Every line below is to be set down again exactly; any image stays out.

(Beginning of Source information)

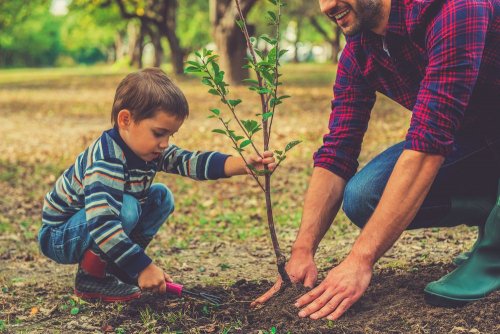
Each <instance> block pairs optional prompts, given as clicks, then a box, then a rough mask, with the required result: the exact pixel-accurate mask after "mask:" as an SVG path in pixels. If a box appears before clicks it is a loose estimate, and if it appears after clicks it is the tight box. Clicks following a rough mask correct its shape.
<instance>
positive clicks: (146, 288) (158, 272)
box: [138, 263, 172, 294]
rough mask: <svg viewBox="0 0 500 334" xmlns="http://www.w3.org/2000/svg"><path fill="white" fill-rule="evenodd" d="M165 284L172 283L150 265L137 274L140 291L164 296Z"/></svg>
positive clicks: (164, 276) (152, 266) (169, 276)
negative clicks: (148, 292) (156, 292)
mask: <svg viewBox="0 0 500 334" xmlns="http://www.w3.org/2000/svg"><path fill="white" fill-rule="evenodd" d="M166 282H172V278H170V276H169V275H168V274H166V273H165V272H164V271H163V270H161V269H160V268H159V267H158V266H156V265H154V264H153V263H151V264H150V265H149V266H147V267H146V268H145V269H144V270H143V271H141V273H140V274H139V278H138V283H139V288H141V290H146V291H151V292H157V293H160V294H164V293H166V292H167V285H166V284H165V283H166Z"/></svg>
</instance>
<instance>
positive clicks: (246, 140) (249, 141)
mask: <svg viewBox="0 0 500 334" xmlns="http://www.w3.org/2000/svg"><path fill="white" fill-rule="evenodd" d="M251 143H252V141H251V140H250V139H247V140H244V141H243V142H242V143H241V144H240V148H243V147H246V146H248V145H250V144H251Z"/></svg>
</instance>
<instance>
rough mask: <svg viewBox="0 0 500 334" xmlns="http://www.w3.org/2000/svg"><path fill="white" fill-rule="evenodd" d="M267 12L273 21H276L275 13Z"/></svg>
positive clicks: (275, 16) (275, 15)
mask: <svg viewBox="0 0 500 334" xmlns="http://www.w3.org/2000/svg"><path fill="white" fill-rule="evenodd" d="M267 14H268V15H269V17H270V18H271V20H272V21H273V22H276V14H275V13H274V12H272V11H268V12H267Z"/></svg>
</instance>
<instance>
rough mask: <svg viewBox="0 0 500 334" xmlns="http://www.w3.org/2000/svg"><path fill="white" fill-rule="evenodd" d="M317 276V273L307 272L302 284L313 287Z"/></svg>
mask: <svg viewBox="0 0 500 334" xmlns="http://www.w3.org/2000/svg"><path fill="white" fill-rule="evenodd" d="M317 278H318V275H316V274H310V273H309V272H308V273H307V274H306V278H305V279H304V286H305V287H307V288H313V287H314V284H315V283H316V279H317Z"/></svg>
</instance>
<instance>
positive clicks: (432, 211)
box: [343, 131, 500, 229]
mask: <svg viewBox="0 0 500 334" xmlns="http://www.w3.org/2000/svg"><path fill="white" fill-rule="evenodd" d="M498 132H499V133H497V134H495V135H490V136H481V135H477V134H471V133H463V134H459V135H457V137H456V139H455V144H454V148H453V151H452V153H451V154H450V155H449V156H448V157H447V158H446V159H445V162H444V163H443V165H442V166H441V168H440V170H439V172H438V174H437V176H436V179H435V180H434V183H433V185H432V187H431V189H430V191H429V193H428V195H427V197H426V198H425V200H424V202H423V204H422V206H421V208H420V210H419V211H418V213H417V215H416V216H415V219H414V220H413V221H412V222H411V224H410V225H409V227H408V229H416V228H422V227H445V226H456V225H460V224H464V223H466V224H467V225H470V226H474V225H482V224H484V223H485V221H486V219H487V217H488V213H489V212H485V213H481V214H475V213H476V212H471V213H470V214H467V212H466V215H467V216H468V217H467V219H449V218H450V214H451V211H452V210H451V208H452V201H453V200H454V199H457V198H461V199H462V200H463V201H465V202H467V201H469V200H470V201H475V200H478V199H480V200H482V201H483V203H484V202H486V203H489V202H490V201H491V208H493V206H494V204H495V201H496V190H497V189H496V188H497V184H498V180H499V178H500V131H498ZM403 146H404V142H402V143H399V144H396V145H394V146H392V147H390V148H388V149H387V150H386V151H384V152H382V153H381V154H380V155H378V156H377V157H375V158H374V159H373V160H372V161H370V162H369V163H368V164H367V165H366V166H365V167H364V168H363V169H361V170H360V171H359V172H358V173H357V174H356V175H354V177H353V178H352V179H351V180H349V182H348V183H347V185H346V189H345V191H344V203H343V210H344V212H345V213H346V215H347V216H348V217H349V219H350V220H351V221H352V222H353V223H354V224H356V225H357V226H358V227H360V228H362V227H363V226H364V225H365V224H366V223H367V222H368V219H369V218H370V217H371V215H372V214H373V211H374V210H375V208H376V207H377V205H378V202H379V201H380V198H381V197H382V193H383V191H384V189H385V186H386V184H387V181H388V180H389V177H390V175H391V173H392V170H393V169H394V166H395V164H396V162H397V160H398V158H399V156H400V155H401V153H402V152H403ZM491 208H490V210H491ZM462 218H463V217H462ZM464 220H466V221H464Z"/></svg>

(End of Source information)

• Exercise result
Each <instance> block pairs optional prompts, given as clicks, then a box, then a rough mask, with the required result: the exact pixel-accurate mask after "mask:" as an SVG path in pixels. If a box appears before clicks it is a loose estimate, and if it appears after clicks it is the tight box. Clicks following a rough mask correct its shape.
<instance>
positive clicks: (146, 288) (158, 272)
box: [138, 263, 172, 294]
rough mask: <svg viewBox="0 0 500 334" xmlns="http://www.w3.org/2000/svg"><path fill="white" fill-rule="evenodd" d="M165 284L172 283L150 265L137 274L140 291L164 296Z"/></svg>
positive clicks: (164, 276) (152, 266) (169, 276)
negative clicks: (148, 292) (156, 292)
mask: <svg viewBox="0 0 500 334" xmlns="http://www.w3.org/2000/svg"><path fill="white" fill-rule="evenodd" d="M166 282H172V278H170V276H169V275H168V274H166V273H165V272H164V271H163V270H161V269H160V268H159V267H158V266H156V265H154V264H153V263H151V264H150V265H149V266H147V267H146V268H145V269H144V270H143V271H141V273H140V274H139V278H138V283H139V288H141V290H146V291H151V292H157V293H160V294H164V293H166V292H167V285H166V284H165V283H166Z"/></svg>
</instance>
<instance>
positive clicks: (246, 140) (249, 141)
mask: <svg viewBox="0 0 500 334" xmlns="http://www.w3.org/2000/svg"><path fill="white" fill-rule="evenodd" d="M251 143H252V141H251V140H250V139H247V140H244V141H243V142H242V143H241V144H240V148H243V147H246V146H248V145H250V144H251Z"/></svg>
</instance>
<instance>
rough mask: <svg viewBox="0 0 500 334" xmlns="http://www.w3.org/2000/svg"><path fill="white" fill-rule="evenodd" d="M267 12L273 21H276L275 13Z"/></svg>
positive clicks: (275, 16) (275, 15)
mask: <svg viewBox="0 0 500 334" xmlns="http://www.w3.org/2000/svg"><path fill="white" fill-rule="evenodd" d="M267 14H268V15H269V17H270V18H271V20H272V21H273V22H276V14H275V13H274V12H272V11H268V12H267Z"/></svg>
</instance>
<instance>
rough mask: <svg viewBox="0 0 500 334" xmlns="http://www.w3.org/2000/svg"><path fill="white" fill-rule="evenodd" d="M317 276V273L307 272L302 284L313 287Z"/></svg>
mask: <svg viewBox="0 0 500 334" xmlns="http://www.w3.org/2000/svg"><path fill="white" fill-rule="evenodd" d="M317 278H318V275H316V274H310V273H309V272H308V273H307V274H306V278H305V279H304V286H305V287H307V288H313V287H314V284H315V283H316V279H317Z"/></svg>
</instance>
<instance>
positive clicks: (432, 211)
box: [343, 131, 500, 229]
mask: <svg viewBox="0 0 500 334" xmlns="http://www.w3.org/2000/svg"><path fill="white" fill-rule="evenodd" d="M498 132H499V133H497V134H495V135H490V136H481V135H477V134H471V133H463V134H459V135H457V137H456V139H455V144H454V148H453V151H452V153H451V154H450V155H449V156H448V157H447V158H446V159H445V162H444V163H443V165H442V166H441V168H440V170H439V172H438V174H437V176H436V179H435V180H434V183H433V185H432V187H431V189H430V191H429V193H428V195H427V197H426V198H425V200H424V202H423V204H422V206H421V208H420V210H419V211H418V213H417V215H416V216H415V219H414V220H413V221H412V222H411V224H410V225H409V227H408V229H416V228H422V227H445V226H456V225H460V224H464V223H466V224H467V225H470V226H474V225H482V224H484V223H485V221H486V219H487V217H488V213H489V212H485V213H481V214H475V213H476V212H471V213H470V214H467V212H466V215H467V216H468V217H467V219H449V218H450V214H451V211H452V210H451V208H452V201H453V200H454V199H457V198H461V199H462V200H463V201H465V202H467V201H469V200H470V201H475V200H478V199H480V200H482V201H483V203H484V202H486V203H489V202H490V201H491V208H493V206H494V204H495V201H496V190H497V189H496V188H497V184H498V180H499V178H500V131H498ZM403 146H404V142H402V143H399V144H396V145H394V146H392V147H390V148H388V149H387V150H386V151H384V152H382V153H381V154H380V155H378V156H377V157H375V158H374V159H373V160H372V161H370V162H369V163H368V164H367V165H366V166H365V167H364V168H363V169H361V170H360V171H359V172H358V173H357V174H356V175H354V177H353V178H352V179H351V180H349V182H348V183H347V185H346V189H345V191H344V203H343V210H344V212H345V213H346V215H347V216H348V217H349V219H350V220H351V221H352V222H353V223H354V224H356V225H357V226H358V227H360V228H362V227H363V226H364V225H365V224H366V223H367V222H368V219H369V218H370V217H371V215H372V214H373V211H374V210H375V208H376V207H377V205H378V202H379V201H380V198H381V197H382V193H383V191H384V189H385V186H386V184H387V181H388V180H389V177H390V175H391V173H392V170H393V169H394V166H395V164H396V162H397V160H398V158H399V156H400V155H401V153H402V152H403ZM491 208H490V210H491ZM462 218H463V217H462ZM464 220H466V221H464Z"/></svg>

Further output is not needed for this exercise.